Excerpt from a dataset
⁂

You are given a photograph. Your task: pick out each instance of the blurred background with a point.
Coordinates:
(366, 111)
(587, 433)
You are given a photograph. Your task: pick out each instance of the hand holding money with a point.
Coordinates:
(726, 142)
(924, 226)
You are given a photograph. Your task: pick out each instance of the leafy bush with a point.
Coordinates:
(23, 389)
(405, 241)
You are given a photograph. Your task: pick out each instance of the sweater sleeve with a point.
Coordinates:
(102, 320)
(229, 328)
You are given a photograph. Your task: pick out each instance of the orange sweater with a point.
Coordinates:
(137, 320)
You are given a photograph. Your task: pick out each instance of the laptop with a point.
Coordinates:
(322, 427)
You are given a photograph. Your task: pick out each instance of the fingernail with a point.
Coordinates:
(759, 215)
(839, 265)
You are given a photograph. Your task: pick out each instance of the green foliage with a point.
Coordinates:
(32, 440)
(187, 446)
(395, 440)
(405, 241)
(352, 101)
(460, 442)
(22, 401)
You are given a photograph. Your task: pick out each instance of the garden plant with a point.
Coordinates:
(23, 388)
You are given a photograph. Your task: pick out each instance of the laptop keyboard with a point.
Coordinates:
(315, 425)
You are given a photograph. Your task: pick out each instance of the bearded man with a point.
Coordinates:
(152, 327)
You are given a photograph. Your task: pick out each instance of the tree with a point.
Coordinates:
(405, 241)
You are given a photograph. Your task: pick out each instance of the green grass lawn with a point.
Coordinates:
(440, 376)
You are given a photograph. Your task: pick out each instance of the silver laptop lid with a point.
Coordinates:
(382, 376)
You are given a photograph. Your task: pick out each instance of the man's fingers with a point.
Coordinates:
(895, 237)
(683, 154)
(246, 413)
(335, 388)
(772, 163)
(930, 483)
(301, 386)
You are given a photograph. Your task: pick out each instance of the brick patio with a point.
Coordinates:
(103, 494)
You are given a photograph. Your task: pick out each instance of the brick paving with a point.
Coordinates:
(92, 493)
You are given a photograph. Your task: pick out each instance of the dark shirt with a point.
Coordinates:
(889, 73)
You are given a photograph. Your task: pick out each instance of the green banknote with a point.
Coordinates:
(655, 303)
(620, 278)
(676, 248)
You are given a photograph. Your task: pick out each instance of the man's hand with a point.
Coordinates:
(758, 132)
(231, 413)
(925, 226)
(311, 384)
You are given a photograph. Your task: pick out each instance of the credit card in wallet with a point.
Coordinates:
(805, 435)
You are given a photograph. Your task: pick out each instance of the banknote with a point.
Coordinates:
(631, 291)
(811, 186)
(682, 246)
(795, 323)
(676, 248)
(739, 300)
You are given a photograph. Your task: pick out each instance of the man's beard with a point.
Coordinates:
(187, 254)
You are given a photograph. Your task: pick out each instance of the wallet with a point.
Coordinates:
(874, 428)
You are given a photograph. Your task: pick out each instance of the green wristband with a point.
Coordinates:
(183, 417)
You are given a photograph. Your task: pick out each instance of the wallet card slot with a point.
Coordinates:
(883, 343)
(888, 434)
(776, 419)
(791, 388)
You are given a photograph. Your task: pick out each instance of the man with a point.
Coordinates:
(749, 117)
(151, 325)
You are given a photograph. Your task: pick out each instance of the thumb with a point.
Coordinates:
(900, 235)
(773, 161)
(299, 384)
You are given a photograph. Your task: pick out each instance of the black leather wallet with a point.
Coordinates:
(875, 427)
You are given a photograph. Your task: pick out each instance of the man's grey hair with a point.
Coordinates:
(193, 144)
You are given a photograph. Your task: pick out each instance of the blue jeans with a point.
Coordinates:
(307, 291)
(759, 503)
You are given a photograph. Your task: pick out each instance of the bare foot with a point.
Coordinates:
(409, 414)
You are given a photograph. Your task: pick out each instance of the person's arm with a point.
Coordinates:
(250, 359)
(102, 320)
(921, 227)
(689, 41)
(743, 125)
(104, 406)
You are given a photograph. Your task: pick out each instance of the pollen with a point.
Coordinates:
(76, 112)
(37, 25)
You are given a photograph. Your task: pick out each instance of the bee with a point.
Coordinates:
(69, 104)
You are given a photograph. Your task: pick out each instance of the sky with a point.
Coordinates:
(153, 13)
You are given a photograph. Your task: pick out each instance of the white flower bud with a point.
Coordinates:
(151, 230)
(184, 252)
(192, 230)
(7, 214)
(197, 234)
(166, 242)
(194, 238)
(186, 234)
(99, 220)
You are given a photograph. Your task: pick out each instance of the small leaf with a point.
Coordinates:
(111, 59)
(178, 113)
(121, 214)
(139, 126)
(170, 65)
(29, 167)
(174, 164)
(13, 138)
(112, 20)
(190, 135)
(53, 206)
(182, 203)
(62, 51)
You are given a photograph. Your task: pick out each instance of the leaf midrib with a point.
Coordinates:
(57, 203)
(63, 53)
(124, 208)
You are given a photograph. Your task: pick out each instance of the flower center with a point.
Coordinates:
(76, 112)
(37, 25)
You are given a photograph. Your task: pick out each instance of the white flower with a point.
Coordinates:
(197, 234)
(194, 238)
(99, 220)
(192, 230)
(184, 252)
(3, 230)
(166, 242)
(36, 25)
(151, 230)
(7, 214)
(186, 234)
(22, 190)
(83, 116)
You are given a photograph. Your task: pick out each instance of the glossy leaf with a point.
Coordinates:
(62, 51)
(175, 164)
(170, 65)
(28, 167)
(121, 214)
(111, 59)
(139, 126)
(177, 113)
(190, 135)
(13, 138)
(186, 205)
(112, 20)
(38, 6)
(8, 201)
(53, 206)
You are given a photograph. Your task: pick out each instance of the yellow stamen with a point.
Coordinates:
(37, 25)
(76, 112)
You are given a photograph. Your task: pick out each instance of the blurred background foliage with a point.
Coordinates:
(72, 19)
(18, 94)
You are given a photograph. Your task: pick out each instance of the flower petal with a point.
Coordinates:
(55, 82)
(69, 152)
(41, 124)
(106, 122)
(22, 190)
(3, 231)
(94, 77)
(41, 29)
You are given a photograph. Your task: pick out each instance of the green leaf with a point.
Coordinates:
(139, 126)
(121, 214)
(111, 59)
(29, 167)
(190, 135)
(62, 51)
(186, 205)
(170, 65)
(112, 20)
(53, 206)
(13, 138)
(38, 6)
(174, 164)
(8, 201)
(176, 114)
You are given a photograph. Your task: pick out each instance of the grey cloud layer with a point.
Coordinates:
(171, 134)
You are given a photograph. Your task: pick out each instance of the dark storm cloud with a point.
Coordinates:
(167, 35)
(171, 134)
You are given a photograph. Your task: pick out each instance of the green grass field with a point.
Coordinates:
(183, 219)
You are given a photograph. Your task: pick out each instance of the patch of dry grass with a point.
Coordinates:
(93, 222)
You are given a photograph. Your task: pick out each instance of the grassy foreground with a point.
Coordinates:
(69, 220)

⁂

Directions ▸ Express every line of the records from the one containing "background foliage with a point." down to the end as a JSON list of strings, one string per line, with blank lines omitted.

The response ▸
[
  "You are given a photograph. Your task: pick out each instance of the blurred background foliage with a point.",
  "Coordinates:",
  "(72, 19)",
  "(18, 94)",
  "You are given a photograph. Your task: pick out each instance of the flower petal with a point.",
  "Coordinates:",
  "(55, 82)",
  "(69, 152)",
  "(41, 124)",
  "(106, 122)",
  "(22, 190)",
  "(3, 231)",
  "(94, 77)",
  "(41, 29)",
  "You are given a photograph. Your task: pick out each instance of the green leaf with a point.",
  "Coordinates:",
  "(139, 126)",
  "(121, 214)",
  "(111, 59)",
  "(29, 167)",
  "(190, 135)",
  "(62, 51)",
  "(186, 205)",
  "(170, 65)",
  "(112, 20)",
  "(53, 206)",
  "(13, 138)",
  "(38, 6)",
  "(174, 164)",
  "(8, 201)",
  "(176, 114)",
  "You are given a photograph. Your task: pick out each instance of the grey cloud layer with a point.",
  "Coordinates:",
  "(171, 134)",
  "You are given a photograph. Your task: pick out each instance of the dark storm cloud with a point.",
  "Coordinates:",
  "(167, 35)",
  "(171, 134)",
  "You are given a photograph. Your task: pick out each instance of the green grass field with a point.",
  "Coordinates:",
  "(183, 219)",
  "You are given a photograph. Your task: pick out each instance of the patch of dry grass with a point.",
  "Coordinates:",
  "(93, 222)",
  "You are given a photograph. Your task: pick out each instance of the grassy foreground with a point.",
  "Coordinates:",
  "(69, 220)"
]